-- PROMPT --
Your answer should be an exact copy of the listing.

-- RECORDED DATA --
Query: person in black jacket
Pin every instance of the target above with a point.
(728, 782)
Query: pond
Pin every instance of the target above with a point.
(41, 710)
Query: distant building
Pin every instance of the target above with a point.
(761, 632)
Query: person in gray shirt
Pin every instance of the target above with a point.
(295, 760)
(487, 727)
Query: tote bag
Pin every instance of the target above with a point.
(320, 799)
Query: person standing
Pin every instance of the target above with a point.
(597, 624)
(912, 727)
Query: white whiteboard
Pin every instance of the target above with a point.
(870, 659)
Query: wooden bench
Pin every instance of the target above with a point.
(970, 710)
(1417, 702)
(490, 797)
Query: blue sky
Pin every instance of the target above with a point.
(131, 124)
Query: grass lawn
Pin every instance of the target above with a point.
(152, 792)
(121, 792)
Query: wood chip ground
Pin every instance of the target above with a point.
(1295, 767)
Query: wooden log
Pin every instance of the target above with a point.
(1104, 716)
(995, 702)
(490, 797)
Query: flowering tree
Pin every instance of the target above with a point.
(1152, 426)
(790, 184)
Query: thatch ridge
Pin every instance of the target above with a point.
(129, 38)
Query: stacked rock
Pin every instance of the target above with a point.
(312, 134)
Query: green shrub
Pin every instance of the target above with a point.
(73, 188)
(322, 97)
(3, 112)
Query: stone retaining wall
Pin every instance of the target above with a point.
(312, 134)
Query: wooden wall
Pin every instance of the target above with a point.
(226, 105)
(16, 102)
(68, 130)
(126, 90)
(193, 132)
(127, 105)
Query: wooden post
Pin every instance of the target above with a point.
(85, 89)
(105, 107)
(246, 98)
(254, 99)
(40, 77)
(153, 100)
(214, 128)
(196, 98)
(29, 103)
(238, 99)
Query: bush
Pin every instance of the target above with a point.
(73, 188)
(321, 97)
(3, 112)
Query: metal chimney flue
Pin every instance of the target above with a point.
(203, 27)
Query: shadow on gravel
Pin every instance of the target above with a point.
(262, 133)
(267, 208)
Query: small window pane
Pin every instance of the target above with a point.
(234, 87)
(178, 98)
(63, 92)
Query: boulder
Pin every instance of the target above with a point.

-- ANSWER --
Query: person in black jacket
Pin every instance of the target above with a point.
(728, 782)
Query: pond
Pin every instance of the target above with a point.
(41, 710)
Query: distant building
Pin every instance of the target above with a point.
(761, 632)
Query: person in gray shirt
Pin every instance of the target above with a point.
(295, 760)
(487, 727)
Query: tote bag
Pin every instance of the target above with a point.
(320, 799)
Query: person standing
Pin every instance of the target above with a point.
(597, 624)
(912, 727)
Query: white whiteboard
Pin every instance of the target above with a point.
(870, 659)
Query: wooden bench
Pin every instance of the target above with a point.
(970, 710)
(1417, 702)
(490, 797)
Query: blue sky
Pin every instance of the target above with a point.
(131, 124)
Query: grass lawn
Pin every instance of the target above with a point.
(152, 792)
(121, 792)
Query: wood chip ground
Pin every instance of the target above with a point.
(1295, 767)
Query: wooden log
Pin every instance of the target above with a point.
(1104, 716)
(995, 702)
(490, 797)
Query: flowering tree
Pin every instance of the target above with a point.
(1152, 426)
(790, 184)
Query: thatch ridge
Pin every instance of the target above with a point.
(129, 38)
Query: stacked rock
Pin every instance of the target above with a point.
(312, 134)
Query: green shrub
Pin every instance of the target above with a point.
(73, 188)
(322, 97)
(3, 112)
Query: stone retaining wall
Pin every instance of the target above with a point.
(312, 134)
Query: wooden wall
Pin every instance of the target above with a point.
(226, 105)
(16, 102)
(68, 130)
(126, 90)
(193, 132)
(127, 105)
Query: wooden post
Pin every instance of the target above with a point.
(85, 89)
(105, 107)
(246, 98)
(254, 99)
(40, 77)
(153, 100)
(214, 128)
(196, 98)
(29, 103)
(238, 99)
Query: bush
Pin every instance of the target above with a point.
(73, 188)
(321, 97)
(3, 112)
Query: metal chimney flue
Pin every instance of the target above with a point.
(203, 27)
Query: shadow on gravel
Pin every instance of the target above with a point.
(262, 133)
(267, 208)
Query: small window pane
Pin every instance of the target above with a point.
(234, 87)
(178, 98)
(63, 92)
Query: boulder
Pin every instance of the target above with a point.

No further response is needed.